DATA LINES:

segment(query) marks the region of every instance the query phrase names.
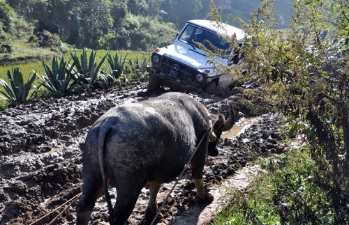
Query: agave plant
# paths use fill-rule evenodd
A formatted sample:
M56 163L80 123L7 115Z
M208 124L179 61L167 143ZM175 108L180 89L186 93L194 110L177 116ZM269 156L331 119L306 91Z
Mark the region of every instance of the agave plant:
M126 61L128 54L124 57L124 59L117 54L117 52L115 52L115 56L112 56L110 52L108 52L106 55L107 63L104 63L107 70L108 70L109 73L112 75L112 76L114 79L117 79L121 77L121 75L124 73L124 69L125 68L125 64L129 63L128 61Z
M24 102L36 93L34 91L29 97L30 90L32 88L36 88L35 86L33 86L36 79L36 72L31 77L29 75L26 84L23 82L23 75L18 67L13 69L12 72L8 70L7 77L10 85L0 78L0 84L5 89L5 91L0 91L0 93L3 95L0 95L0 98L9 101L13 106Z
M86 83L89 85L92 85L97 77L99 76L104 81L107 86L108 86L109 82L107 79L107 76L104 75L101 70L101 67L104 63L106 55L101 59L101 61L97 65L96 62L96 52L92 51L89 59L87 59L87 53L84 49L82 51L80 58L77 56L76 53L73 54L73 53L70 52L72 59L76 61L76 70L73 70L74 73L80 77L83 78Z
M76 86L80 80L73 72L73 68L76 61L73 64L67 65L64 57L61 59L60 62L55 56L53 57L51 68L47 64L45 64L43 60L43 67L45 76L40 76L43 81L40 85L45 86L52 93L67 93L73 88Z

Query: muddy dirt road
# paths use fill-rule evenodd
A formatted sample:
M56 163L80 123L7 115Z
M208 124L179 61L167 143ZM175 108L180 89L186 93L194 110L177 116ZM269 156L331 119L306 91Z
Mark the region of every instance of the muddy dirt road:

JOB:
Rewrite everything from the start of the entries down to the line containing "Mark the region of every instance of the agave", with "region" replaced by "area" and all else unchanged. Leave the pictures out of your answer.

RESPONSE TO THE TASK:
segment(query) marks the area of every instance the query phrase names.
Query: agave plant
# paths use fill-rule evenodd
A formatted sample:
M56 163L80 123L7 115Z
M208 124L179 61L167 143ZM175 108L180 89L186 93L194 110L177 116ZM269 156L331 119L306 91Z
Mark the area of every instance of the agave plant:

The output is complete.